Stored data =
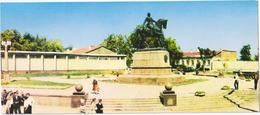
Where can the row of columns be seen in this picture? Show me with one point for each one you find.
(42, 62)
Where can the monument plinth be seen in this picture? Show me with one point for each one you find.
(168, 97)
(79, 94)
(151, 61)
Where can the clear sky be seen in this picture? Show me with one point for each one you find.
(215, 25)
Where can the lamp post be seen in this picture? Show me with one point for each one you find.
(6, 75)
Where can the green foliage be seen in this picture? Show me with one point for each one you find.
(68, 76)
(245, 53)
(127, 45)
(119, 44)
(256, 57)
(173, 49)
(206, 53)
(28, 42)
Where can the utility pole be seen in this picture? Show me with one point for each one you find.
(6, 73)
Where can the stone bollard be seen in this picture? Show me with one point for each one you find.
(168, 97)
(75, 98)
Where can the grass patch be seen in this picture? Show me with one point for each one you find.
(71, 73)
(37, 84)
(157, 81)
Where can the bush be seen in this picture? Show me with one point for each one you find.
(200, 93)
(68, 76)
(28, 77)
(221, 73)
(88, 76)
(225, 87)
(248, 80)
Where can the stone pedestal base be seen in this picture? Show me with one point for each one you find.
(5, 78)
(153, 61)
(75, 99)
(151, 71)
(168, 98)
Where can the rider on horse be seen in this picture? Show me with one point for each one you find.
(149, 22)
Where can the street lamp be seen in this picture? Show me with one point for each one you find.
(6, 44)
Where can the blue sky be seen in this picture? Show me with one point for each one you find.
(215, 25)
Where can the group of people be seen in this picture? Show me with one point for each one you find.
(255, 77)
(16, 102)
(95, 105)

What you will do = Could you copy every one of the rows above word for word, omitting the picture?

The reply =
Where can the row of columns be seen in this picture? Show me with one point for each one you find.
(42, 62)
Where can the monument plinth be seen in this picture? Show me with one point for each one you find.
(168, 97)
(79, 94)
(151, 61)
Where can the clear sky be seen in this picture? Show me with one point for each one you find.
(215, 25)
Where can the lamp post be seen in this picture? Show me with one point for each one you find.
(6, 75)
Where can the green foliage be seen in this picture? Show me with one point for each one you find.
(68, 76)
(245, 53)
(127, 45)
(119, 44)
(256, 57)
(173, 49)
(206, 53)
(28, 42)
Where can the utility pole be seen in this picture? Show me with one point for each one you find.
(6, 73)
Where can the stone bollard be seen in this picture? Show me with one point for each one you find.
(168, 97)
(75, 98)
Where can the grass patch be seen in this picture? Show me with one point for each one you find.
(71, 73)
(37, 84)
(157, 81)
Where can the bush be seen in this picture? Show me with one point for each one you find.
(200, 93)
(68, 76)
(28, 77)
(221, 73)
(88, 76)
(225, 87)
(248, 80)
Where can the stone pedestal base be seen in this picture? Show me with one point for each one you find.
(5, 78)
(153, 61)
(75, 99)
(151, 71)
(168, 98)
Where can the rider on horse be seen in this picture? Show me with one point for each one you find.
(149, 22)
Where can the street lamp be seen in this picture? Show me with one point for each one you find.
(6, 44)
Where can the blue sky be seen in this picture? Show me with one point for each one you find.
(215, 25)
Where can the group of people be seen in this picture? Show me with one point for each one you find.
(255, 77)
(16, 102)
(95, 105)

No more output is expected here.